*** MATERIAL PROVIDED ***
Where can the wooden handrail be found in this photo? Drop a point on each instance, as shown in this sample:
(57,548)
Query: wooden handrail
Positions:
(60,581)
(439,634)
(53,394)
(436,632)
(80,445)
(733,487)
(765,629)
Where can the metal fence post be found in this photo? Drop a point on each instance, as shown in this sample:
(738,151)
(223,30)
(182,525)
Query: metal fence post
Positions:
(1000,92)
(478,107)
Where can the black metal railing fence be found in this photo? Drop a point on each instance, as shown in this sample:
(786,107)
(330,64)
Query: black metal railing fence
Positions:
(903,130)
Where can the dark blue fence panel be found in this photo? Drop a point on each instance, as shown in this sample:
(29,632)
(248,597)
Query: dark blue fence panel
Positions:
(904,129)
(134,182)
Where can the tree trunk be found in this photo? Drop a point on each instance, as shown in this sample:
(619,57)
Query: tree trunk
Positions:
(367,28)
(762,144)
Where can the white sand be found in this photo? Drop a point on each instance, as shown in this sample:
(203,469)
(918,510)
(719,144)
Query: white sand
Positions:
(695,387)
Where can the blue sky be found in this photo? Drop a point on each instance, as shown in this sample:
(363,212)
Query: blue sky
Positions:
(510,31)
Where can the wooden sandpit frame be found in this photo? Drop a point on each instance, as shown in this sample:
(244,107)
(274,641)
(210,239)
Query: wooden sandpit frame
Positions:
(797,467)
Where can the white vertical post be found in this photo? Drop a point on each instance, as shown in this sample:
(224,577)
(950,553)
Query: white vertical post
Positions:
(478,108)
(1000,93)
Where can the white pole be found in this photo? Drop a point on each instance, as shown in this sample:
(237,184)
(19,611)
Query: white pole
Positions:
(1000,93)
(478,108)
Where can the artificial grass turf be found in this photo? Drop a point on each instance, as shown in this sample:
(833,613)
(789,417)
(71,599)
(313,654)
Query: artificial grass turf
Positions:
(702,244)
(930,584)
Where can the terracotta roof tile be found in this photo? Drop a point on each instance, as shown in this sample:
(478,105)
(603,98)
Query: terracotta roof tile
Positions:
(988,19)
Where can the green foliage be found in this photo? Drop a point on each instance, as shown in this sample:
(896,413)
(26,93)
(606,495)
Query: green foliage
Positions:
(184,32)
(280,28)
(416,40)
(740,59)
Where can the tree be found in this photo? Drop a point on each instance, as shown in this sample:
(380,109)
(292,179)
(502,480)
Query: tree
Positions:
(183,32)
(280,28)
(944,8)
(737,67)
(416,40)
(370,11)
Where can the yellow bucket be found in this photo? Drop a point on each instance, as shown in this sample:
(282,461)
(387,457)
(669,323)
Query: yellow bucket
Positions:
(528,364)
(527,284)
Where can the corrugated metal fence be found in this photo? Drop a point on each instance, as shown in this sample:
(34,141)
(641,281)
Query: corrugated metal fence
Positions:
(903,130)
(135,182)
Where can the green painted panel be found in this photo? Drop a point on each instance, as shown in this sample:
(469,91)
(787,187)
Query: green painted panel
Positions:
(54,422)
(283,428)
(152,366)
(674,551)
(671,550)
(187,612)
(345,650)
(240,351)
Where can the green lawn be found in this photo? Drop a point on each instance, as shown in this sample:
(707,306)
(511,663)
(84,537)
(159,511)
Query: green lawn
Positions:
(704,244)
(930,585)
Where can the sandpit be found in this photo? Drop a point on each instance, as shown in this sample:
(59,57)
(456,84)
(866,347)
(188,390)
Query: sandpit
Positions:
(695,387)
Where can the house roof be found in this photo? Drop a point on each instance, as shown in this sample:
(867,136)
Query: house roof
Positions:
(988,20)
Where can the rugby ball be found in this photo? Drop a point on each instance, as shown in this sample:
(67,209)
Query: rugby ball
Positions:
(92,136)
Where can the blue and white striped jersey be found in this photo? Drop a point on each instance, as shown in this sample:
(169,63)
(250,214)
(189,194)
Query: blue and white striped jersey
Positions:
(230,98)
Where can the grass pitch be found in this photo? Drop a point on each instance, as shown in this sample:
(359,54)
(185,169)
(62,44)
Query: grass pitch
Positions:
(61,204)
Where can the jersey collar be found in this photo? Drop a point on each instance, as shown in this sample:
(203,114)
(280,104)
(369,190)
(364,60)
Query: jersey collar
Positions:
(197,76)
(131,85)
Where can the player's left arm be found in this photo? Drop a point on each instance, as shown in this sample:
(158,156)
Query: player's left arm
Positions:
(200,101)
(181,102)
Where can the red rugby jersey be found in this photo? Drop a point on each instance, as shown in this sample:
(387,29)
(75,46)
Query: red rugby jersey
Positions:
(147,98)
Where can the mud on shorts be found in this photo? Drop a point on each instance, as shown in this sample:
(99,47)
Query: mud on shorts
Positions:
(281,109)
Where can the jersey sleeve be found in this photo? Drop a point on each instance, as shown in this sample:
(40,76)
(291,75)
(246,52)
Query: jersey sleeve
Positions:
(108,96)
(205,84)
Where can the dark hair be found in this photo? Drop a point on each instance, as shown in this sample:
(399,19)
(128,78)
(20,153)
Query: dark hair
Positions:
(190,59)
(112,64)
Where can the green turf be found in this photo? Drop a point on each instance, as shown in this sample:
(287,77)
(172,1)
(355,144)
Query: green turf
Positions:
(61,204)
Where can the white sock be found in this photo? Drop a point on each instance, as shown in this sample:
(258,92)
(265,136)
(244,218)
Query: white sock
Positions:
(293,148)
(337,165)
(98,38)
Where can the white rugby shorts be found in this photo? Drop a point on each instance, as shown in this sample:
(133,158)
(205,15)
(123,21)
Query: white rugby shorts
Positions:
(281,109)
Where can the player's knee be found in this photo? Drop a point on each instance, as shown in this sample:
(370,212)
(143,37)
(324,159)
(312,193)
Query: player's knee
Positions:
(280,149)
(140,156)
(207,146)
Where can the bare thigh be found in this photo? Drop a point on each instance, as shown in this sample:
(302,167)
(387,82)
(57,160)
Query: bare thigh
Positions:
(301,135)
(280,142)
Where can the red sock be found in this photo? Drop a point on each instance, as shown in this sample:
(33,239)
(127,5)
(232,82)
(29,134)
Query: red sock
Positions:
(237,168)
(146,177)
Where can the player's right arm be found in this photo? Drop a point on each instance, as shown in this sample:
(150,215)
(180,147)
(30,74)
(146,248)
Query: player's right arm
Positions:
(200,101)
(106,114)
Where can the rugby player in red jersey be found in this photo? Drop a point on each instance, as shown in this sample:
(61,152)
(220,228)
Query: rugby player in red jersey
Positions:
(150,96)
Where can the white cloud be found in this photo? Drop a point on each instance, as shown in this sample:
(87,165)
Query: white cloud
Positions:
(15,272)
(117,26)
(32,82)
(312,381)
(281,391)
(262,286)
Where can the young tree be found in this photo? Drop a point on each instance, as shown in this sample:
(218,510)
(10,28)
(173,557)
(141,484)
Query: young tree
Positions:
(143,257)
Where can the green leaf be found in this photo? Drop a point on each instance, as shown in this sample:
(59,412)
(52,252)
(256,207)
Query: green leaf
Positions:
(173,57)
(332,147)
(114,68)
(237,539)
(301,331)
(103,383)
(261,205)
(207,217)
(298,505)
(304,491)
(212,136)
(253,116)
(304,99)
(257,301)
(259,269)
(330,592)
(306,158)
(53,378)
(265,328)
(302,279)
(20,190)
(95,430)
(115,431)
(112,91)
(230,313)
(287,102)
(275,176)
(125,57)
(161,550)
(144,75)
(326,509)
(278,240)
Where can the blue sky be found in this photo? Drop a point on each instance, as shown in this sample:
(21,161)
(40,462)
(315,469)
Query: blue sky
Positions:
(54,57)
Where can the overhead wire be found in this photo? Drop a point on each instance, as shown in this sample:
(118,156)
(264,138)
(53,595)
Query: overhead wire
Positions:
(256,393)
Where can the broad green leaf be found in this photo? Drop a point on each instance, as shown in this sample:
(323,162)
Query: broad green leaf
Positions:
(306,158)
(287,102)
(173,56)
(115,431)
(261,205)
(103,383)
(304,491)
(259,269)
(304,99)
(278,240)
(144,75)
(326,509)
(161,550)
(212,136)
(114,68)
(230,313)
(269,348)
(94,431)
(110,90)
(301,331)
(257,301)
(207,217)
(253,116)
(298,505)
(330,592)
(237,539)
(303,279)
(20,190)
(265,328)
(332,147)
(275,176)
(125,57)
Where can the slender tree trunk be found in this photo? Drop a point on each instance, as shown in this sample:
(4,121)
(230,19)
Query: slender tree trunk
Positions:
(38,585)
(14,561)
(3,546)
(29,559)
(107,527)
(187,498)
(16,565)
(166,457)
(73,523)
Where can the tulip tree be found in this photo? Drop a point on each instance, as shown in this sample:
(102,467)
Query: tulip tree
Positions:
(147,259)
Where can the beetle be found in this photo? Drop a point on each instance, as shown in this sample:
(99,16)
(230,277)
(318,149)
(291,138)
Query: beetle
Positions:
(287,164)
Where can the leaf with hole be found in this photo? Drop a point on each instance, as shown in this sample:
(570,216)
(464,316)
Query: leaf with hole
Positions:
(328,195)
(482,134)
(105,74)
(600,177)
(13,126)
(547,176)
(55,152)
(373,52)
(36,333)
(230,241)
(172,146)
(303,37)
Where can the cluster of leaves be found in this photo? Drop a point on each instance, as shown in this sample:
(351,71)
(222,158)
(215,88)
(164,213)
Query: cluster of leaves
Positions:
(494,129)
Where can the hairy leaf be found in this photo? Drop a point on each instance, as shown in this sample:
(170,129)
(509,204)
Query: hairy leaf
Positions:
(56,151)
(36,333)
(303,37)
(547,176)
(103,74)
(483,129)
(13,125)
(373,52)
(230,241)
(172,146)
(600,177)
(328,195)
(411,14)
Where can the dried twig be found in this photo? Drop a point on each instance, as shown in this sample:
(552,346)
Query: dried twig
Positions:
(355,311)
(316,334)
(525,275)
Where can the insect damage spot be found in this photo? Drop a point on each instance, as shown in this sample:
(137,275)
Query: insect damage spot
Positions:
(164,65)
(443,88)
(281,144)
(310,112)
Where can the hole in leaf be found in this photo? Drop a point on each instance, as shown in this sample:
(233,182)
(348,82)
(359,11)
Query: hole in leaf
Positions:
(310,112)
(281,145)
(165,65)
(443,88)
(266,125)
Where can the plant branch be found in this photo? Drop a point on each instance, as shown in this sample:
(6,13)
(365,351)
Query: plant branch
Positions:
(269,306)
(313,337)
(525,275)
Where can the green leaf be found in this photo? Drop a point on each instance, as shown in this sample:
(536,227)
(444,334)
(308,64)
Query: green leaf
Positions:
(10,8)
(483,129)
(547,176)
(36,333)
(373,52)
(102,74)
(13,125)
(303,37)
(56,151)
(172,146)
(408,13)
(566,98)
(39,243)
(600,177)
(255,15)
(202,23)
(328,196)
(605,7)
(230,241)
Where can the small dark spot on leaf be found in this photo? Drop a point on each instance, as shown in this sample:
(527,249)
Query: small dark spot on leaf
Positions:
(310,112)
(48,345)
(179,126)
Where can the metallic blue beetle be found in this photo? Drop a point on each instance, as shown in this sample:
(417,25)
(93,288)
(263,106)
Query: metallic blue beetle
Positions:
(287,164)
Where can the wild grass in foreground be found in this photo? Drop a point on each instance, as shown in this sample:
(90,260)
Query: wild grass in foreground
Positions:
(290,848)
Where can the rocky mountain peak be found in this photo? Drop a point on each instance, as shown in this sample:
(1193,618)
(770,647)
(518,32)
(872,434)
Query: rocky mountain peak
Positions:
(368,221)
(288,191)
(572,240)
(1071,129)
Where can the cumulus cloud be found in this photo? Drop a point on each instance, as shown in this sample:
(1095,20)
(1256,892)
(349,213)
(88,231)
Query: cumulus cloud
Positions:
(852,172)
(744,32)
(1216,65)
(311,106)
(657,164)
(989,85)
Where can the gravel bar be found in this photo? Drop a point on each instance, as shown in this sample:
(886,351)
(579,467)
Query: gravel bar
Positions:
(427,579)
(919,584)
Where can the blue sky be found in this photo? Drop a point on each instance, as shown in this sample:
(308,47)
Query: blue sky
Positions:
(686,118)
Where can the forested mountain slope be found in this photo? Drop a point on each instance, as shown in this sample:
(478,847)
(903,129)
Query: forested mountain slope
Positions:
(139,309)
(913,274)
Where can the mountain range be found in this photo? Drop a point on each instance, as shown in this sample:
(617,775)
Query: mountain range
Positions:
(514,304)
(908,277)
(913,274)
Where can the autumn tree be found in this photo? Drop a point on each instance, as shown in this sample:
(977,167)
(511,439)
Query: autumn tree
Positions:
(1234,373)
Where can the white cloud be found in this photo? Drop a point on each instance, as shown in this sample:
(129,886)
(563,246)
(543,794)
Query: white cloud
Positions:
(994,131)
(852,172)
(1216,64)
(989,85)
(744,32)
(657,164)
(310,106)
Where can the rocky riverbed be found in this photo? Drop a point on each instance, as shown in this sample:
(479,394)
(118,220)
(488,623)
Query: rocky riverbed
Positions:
***
=== INSTRUCTIONS FOR THE TASK ===
Keep only the lines from the one containing "Where can the mountain" to the end of the entries, and repeat them exactly.

=== RESULT BELOW ===
Where can the mountain range be found in this photo? Drop a point on each instance, as shown in this sample:
(617,775)
Query: mountain range
Positions:
(514,304)
(908,277)
(913,274)
Where can the autumn tree be found in this photo? Drop a point on each instance, as shown in this sample:
(977,167)
(511,439)
Query: autumn tree
Positions:
(1234,373)
Where can the white cloud be found in this photo? Drop a point on each instance, as shown in this sample:
(129,886)
(563,246)
(543,794)
Query: white cloud
Positions:
(994,131)
(852,172)
(1216,64)
(989,85)
(744,32)
(657,164)
(310,106)
Where can the rocky riverbed be found in this photo? Drop a point on each instance, as shown in this sample:
(479,394)
(118,220)
(488,623)
Query: rocky riverbed
Positions:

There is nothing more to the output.